#### THE DATA:
____________________

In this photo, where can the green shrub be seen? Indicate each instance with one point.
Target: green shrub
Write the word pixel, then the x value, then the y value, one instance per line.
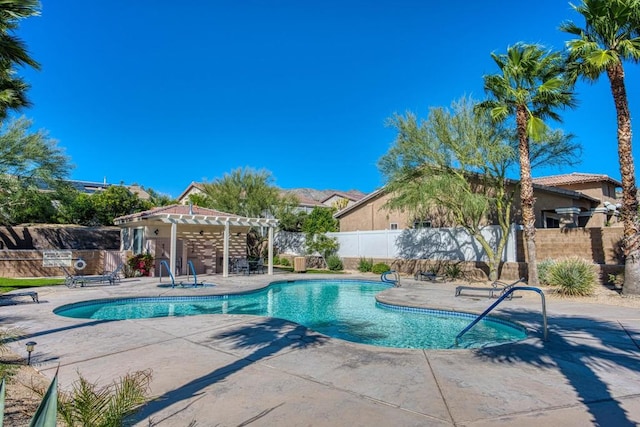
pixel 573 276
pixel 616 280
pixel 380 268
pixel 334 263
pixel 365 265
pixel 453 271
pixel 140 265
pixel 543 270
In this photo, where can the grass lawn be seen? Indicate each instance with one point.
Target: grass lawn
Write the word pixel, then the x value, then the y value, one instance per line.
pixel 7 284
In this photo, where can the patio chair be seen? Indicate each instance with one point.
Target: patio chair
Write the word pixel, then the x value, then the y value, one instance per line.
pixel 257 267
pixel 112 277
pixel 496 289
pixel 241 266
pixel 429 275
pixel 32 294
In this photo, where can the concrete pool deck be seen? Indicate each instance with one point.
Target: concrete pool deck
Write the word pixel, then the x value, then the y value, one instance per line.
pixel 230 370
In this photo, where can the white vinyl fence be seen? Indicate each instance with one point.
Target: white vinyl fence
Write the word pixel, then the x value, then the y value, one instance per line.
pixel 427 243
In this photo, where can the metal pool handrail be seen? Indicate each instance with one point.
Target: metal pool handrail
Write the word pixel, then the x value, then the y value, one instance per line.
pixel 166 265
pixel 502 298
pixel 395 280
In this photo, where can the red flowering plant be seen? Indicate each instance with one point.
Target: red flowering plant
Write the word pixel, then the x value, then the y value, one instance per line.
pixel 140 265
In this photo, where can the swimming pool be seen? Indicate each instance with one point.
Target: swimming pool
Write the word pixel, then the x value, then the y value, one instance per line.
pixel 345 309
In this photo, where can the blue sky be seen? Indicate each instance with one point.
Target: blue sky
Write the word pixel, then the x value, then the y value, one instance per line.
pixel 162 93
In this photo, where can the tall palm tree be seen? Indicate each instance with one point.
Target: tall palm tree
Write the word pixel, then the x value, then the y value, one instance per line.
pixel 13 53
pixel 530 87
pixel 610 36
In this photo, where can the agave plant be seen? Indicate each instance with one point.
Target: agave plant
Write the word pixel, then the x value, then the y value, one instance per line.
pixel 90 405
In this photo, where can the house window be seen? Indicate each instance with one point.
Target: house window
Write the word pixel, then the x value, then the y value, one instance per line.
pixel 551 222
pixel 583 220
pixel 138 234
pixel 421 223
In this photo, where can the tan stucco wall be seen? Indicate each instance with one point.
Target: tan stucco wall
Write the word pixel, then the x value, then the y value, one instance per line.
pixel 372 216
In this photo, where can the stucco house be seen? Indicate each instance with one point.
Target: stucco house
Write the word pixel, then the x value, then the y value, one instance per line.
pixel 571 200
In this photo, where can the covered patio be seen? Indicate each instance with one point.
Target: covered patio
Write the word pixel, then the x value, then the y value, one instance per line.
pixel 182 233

____________________

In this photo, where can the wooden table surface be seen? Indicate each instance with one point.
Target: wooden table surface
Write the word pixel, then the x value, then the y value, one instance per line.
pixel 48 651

____________________

#### WHAT TO WORK ON:
Recast the lines above as a numbered list, from the line with "In this photo, where can the covered" up to and including the line with "pixel 182 233", and leave out any blank lines. Give only those lines.

#### EXPECTED OUTPUT:
1. In this photo, where can the covered patio be seen? Indicate each instance with one point.
2. Target: covered patio
3. Write the word pixel, then the x value, then the y value, one instance per line.
4. pixel 182 233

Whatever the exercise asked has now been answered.